Data supplied below:
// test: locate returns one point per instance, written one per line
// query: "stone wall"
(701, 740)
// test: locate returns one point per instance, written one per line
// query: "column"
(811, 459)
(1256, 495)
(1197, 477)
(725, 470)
End of Data supplied.
#### What to do
Your task is to print all of the records exactly.

#### The answer
// test: locate returns one point per instance, written one per line
// query: "stone wall"
(701, 740)
// test: locate returns one point per instance, written one per line
// query: "column"
(811, 459)
(1256, 495)
(1197, 477)
(725, 470)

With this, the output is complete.